** Goal **
Update the records below so that every "smiling face" becomes "grinning face", and leave everything else as it is.

** Dataset rows **
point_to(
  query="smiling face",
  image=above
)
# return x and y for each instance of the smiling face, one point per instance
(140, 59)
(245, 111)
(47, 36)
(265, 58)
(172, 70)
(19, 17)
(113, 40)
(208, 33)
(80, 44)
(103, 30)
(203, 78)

** Response to this exercise **
point_to(
  query="grinning face",
  image=above
)
# return x and y for each instance of the grinning face, one point per instance
(140, 59)
(245, 111)
(47, 36)
(265, 58)
(172, 70)
(19, 17)
(113, 40)
(208, 33)
(80, 44)
(103, 30)
(203, 78)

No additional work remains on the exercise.